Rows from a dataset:
-- begin --
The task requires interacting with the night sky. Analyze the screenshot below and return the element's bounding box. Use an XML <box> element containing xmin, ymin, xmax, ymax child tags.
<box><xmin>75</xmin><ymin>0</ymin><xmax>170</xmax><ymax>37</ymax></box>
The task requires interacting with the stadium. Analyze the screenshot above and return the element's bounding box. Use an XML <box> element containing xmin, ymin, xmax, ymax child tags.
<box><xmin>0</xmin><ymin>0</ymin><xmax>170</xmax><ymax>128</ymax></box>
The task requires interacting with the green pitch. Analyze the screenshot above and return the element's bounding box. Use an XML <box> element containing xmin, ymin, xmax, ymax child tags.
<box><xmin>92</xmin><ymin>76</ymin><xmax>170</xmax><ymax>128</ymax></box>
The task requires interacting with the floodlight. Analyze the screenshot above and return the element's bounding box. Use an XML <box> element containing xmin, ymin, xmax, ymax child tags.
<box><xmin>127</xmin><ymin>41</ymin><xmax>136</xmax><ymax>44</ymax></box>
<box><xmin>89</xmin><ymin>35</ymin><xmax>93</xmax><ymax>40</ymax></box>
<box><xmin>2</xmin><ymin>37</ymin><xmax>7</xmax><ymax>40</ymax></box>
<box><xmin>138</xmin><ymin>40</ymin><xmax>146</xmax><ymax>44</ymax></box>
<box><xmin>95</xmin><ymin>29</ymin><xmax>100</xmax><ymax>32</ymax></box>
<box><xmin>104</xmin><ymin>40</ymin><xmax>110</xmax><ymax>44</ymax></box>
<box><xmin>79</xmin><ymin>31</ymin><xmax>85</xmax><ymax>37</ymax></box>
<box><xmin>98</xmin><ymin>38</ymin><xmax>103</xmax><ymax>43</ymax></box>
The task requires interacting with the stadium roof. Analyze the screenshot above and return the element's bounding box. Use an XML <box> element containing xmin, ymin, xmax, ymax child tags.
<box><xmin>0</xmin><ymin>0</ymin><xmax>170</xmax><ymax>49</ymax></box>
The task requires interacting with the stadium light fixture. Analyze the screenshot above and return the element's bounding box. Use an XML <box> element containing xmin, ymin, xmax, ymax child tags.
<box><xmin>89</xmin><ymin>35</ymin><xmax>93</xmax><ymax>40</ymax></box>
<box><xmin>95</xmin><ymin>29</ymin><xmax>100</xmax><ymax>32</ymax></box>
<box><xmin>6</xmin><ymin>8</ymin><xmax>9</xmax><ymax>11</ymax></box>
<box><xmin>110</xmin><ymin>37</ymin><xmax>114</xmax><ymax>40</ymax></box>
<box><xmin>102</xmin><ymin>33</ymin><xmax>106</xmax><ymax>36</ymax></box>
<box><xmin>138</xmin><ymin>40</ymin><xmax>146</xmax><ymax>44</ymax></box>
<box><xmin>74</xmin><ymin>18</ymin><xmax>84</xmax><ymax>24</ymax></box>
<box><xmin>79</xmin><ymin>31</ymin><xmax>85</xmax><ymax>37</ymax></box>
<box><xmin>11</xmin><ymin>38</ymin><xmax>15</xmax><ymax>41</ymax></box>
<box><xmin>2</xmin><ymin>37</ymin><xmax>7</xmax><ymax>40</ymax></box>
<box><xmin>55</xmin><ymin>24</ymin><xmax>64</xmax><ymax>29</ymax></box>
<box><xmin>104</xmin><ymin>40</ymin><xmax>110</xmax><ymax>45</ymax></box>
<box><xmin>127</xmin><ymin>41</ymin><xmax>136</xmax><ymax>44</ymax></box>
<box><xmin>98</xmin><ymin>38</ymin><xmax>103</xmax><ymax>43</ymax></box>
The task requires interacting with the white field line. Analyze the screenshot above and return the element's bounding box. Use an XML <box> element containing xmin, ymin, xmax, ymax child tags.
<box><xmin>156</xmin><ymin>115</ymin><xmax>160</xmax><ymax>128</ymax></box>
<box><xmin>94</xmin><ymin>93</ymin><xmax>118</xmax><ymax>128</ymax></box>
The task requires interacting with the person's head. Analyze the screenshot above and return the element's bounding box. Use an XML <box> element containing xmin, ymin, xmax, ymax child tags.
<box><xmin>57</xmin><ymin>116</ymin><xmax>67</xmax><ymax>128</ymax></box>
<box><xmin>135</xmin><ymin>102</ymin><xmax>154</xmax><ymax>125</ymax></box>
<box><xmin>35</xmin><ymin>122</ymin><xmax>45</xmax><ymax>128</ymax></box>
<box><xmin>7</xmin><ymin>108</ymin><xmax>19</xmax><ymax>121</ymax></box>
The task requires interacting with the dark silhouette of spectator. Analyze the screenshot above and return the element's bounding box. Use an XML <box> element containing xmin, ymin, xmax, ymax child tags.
-- end --
Pull out every line of the rows above that contains the string "task". Case counts.

The task requires interacting with the night sky. Analyze the screenshot below and return the element's bounding box. Use an XML <box> element containing xmin, ymin, xmax, ymax child tags.
The task requires interacting with the stadium. Analyze the screenshot above and return the element's bounding box. Use an XML <box> element containing xmin, ymin, xmax, ymax child tags.
The task requires interacting with the green pitch. Analyze the screenshot above and return the element's bounding box. Use an XML <box> element containing xmin, ymin, xmax, ymax child tags.
The task requires interacting with the floodlight. Analyze the screenshot above and return the element's bounding box. Use an XML <box> element containing xmin, ymin, xmax, ymax child tags.
The task requires interacting with the stadium roof. Analyze the screenshot above and return the element's bounding box. Use an XML <box> element containing xmin, ymin, xmax, ymax child tags.
The task requires interacting with the stadium light fixture. Analyze the screenshot above and return the element's bounding box. Use an XML <box> element containing xmin, ymin, xmax, ymax child tags.
The task requires interacting with the white field line. Analyze the screenshot above and return the element's bounding box. Use an XML <box> element containing xmin, ymin, xmax, ymax child tags.
The task requires interacting with the person's head. Analyze the screenshot above and return the element's bounding box. Use an XML <box> element containing xmin, ymin, xmax, ymax child tags.
The task requires interacting with the dark silhouette of spectator. Analyze the screenshot above and return the element's bounding box. Use an XML <box> element containing xmin, ymin, xmax, ymax child tags.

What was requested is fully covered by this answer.